Present the material as a two-column CSV headed wording and answer, starting at the line that has "the goat leg." and stopping after the line that has "[269,716,302,747]", with one row for each wording and its answer, each in a single quoted field with line breaks changed to spaces. Leave the pictures out.

**Supplied records**
begin

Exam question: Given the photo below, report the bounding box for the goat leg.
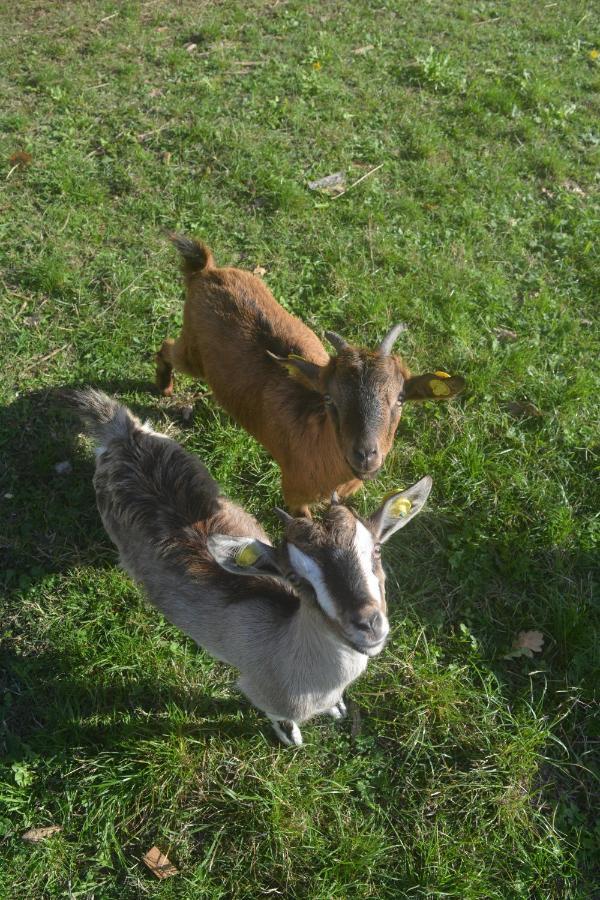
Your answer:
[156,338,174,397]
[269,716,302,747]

end
begin

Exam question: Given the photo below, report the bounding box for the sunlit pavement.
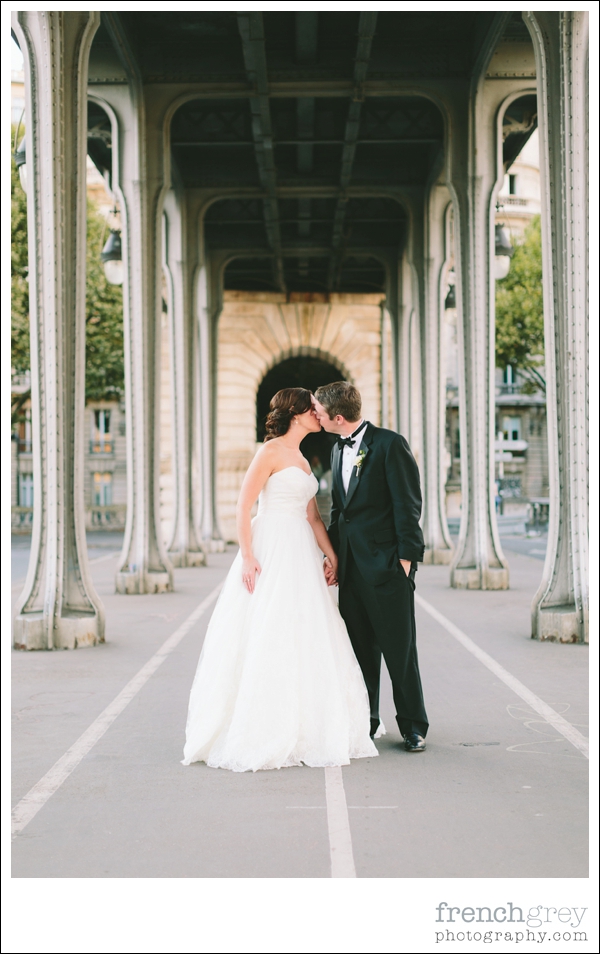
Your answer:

end
begin

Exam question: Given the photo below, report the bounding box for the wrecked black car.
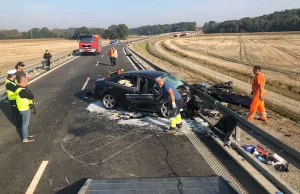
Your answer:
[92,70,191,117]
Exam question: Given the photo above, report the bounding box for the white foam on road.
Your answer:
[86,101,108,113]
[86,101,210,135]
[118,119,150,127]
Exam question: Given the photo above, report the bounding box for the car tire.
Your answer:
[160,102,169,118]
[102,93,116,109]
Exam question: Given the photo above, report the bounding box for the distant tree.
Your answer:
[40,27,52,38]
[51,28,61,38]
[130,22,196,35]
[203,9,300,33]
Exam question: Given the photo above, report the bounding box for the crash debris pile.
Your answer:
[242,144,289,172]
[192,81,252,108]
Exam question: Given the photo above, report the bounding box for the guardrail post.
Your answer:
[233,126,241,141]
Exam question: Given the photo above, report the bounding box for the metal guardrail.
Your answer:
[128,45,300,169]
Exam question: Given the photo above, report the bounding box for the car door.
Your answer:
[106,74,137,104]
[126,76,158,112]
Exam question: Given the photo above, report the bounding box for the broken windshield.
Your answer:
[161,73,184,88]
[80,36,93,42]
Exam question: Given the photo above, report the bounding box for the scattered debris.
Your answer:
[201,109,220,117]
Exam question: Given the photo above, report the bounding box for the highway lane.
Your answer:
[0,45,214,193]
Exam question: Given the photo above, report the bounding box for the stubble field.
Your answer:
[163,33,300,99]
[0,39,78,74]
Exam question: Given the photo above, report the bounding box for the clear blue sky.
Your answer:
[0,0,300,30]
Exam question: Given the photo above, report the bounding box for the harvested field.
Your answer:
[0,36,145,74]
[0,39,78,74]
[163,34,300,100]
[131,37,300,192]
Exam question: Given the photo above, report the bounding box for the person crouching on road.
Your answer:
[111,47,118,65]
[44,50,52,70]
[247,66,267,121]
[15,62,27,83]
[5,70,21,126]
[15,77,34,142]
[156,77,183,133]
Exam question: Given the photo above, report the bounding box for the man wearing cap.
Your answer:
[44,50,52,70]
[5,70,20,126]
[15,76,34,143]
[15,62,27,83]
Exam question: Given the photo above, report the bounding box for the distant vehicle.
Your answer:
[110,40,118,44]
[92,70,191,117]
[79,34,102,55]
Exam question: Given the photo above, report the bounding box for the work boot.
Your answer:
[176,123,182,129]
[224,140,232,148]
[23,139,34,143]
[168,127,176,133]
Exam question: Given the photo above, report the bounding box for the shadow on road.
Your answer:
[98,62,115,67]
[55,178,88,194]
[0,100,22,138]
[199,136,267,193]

end

**Finished answer**
wording,answer
"Exam question: Given the photo below, report the bounding box for the goat leg. Your answer:","[156,338,174,397] [269,716,302,747]"